◆ **Records drawn from a dataset**:
^^^^^^^^
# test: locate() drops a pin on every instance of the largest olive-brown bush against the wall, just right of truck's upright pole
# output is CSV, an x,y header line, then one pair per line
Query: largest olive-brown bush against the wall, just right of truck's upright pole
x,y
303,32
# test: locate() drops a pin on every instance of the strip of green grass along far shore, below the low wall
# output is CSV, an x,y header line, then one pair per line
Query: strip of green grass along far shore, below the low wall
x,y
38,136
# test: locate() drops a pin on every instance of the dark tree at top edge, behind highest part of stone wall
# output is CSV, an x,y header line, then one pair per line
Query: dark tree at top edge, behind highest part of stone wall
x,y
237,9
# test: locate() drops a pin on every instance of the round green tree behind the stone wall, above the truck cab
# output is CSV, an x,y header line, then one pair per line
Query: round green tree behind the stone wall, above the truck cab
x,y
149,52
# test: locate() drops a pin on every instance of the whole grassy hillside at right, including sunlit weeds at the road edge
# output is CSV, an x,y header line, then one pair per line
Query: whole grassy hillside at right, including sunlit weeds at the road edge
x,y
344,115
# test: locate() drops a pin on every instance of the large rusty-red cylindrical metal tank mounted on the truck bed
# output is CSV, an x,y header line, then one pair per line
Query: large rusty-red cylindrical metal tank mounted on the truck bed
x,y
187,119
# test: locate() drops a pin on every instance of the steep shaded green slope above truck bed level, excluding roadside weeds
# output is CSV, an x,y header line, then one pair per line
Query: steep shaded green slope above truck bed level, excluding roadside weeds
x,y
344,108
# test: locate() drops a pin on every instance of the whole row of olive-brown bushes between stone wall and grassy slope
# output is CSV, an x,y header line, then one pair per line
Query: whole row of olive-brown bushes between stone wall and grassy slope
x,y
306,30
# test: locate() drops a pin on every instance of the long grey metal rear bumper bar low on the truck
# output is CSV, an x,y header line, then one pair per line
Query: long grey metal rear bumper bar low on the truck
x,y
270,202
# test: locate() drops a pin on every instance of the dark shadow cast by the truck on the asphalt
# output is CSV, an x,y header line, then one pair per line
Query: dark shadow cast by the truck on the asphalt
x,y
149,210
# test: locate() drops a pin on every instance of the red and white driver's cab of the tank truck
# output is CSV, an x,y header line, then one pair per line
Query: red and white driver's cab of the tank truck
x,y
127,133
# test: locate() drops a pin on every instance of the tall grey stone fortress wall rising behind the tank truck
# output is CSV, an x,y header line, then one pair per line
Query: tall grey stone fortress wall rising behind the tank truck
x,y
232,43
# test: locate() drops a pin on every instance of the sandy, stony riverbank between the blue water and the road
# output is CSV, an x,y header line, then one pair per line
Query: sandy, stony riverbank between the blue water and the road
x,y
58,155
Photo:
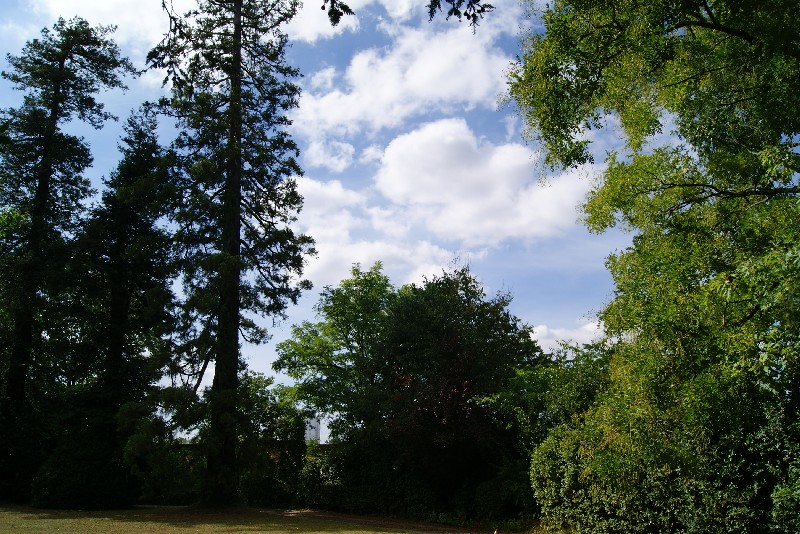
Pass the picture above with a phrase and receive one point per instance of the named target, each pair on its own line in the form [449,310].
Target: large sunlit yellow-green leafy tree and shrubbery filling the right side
[704,375]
^^^^^^^^
◆ **Task statement**: When restating the records word for word, omit any picture they contain.

◆ **Result for this exercise**:
# test: locate() drops a pin on every instance of the largest olive-brown bush against the wall, just right of truck's upright pole
# output is CSV, an x,y header line, then one pair per line
Query: largest olive-brown bush against the wall, just right of truck's upright pole
x,y
303,32
# test: locate() drops a pin on every instance of the strip of green grass along far shore, below the low wall
# output is CSV, an x,y header line, then one pair per line
Query: strip of green grass along far shore, below the low wall
x,y
38,136
# test: locate() drops a pin on every instance of the dark tree at top edge, behind highest part of stone wall
# output is CSV, an x,y header line, then one pair per line
Query: dark tree at top edge, behind highest part of stone wall
x,y
237,9
# test: locate() drops a pin on every instance of the round green tree behind the stone wall, above the truck cab
# output is CSV, an x,y header line, then one pair per line
Query: round green tree behind the stone wall, above the truck cab
x,y
149,52
# test: locate() drops a pin on every instance of the whole grassy hillside at right, including sunlit weeds at the road edge
# output is CSV, an x,y header line, then one pair per line
Query: whole grassy hillside at right, including sunlit weeds at the road edge
x,y
344,115
# test: locate() drops a pin on every instance of the large rusty-red cylindrical metal tank mounted on the truck bed
# output is CSV, an x,y header line, then one pair per line
Query: large rusty-red cylindrical metal tank mounted on the truck bed
x,y
187,119
# test: locate() drops a pin on every instance of the steep shaded green slope above truck bed level, excluding roadside weeds
# output is CSV, an x,y header line, then one pair per line
Query: steep shaded green slope above truck bed level, excluding roadside weeds
x,y
344,108
# test: locate() drops a pin on every instance of the whole row of olive-brown bushes between stone wall and grassy slope
# output is CSV, an x,y header line, then one pair per line
Query: whole row of olive-brown bushes between stone wall and grassy slope
x,y
306,30
# test: locate() drops a pin on every instance of the long grey metal rear bumper bar low on the truck
# output is CSV, an x,y header line, then one pair per line
Query: long grey metal rear bumper bar low on the truck
x,y
270,202
# test: locate() drops a pin on every instance of the dark shadow cast by the truck on the asphalt
# output is CSV, an x,y header line, then one pair per line
Query: dark shadow cast by the truck on the asphalt
x,y
149,210
# test: locate() drops a pin on every instance of the red and white driver's cab of the tank truck
# output is CSV, an x,y header line, then one pair per line
Query: red and white driver's cab of the tank truck
x,y
127,133
# test: locate() drops a pin on every instance of the tall grey stone fortress wall rising behind the tank truck
# output is CSV, an x,y header line, then one pair per line
Query: tall grey stone fortress wall rising behind the tank truck
x,y
232,43
# test: locate() drops a pin on every instance of the sandy, stony riverbank between the blue water and the road
# output is CSV, an x,y header line, then one pair per line
Query: sandy, stony riverbank between the blue water and the road
x,y
58,155
Photo:
Pass the picture above with a phrase and receive one point per instance of the named target, each pair on its own line in the form [449,310].
Target: large sunlit yellow-green leafy tree and shrubbery filling the right side
[704,375]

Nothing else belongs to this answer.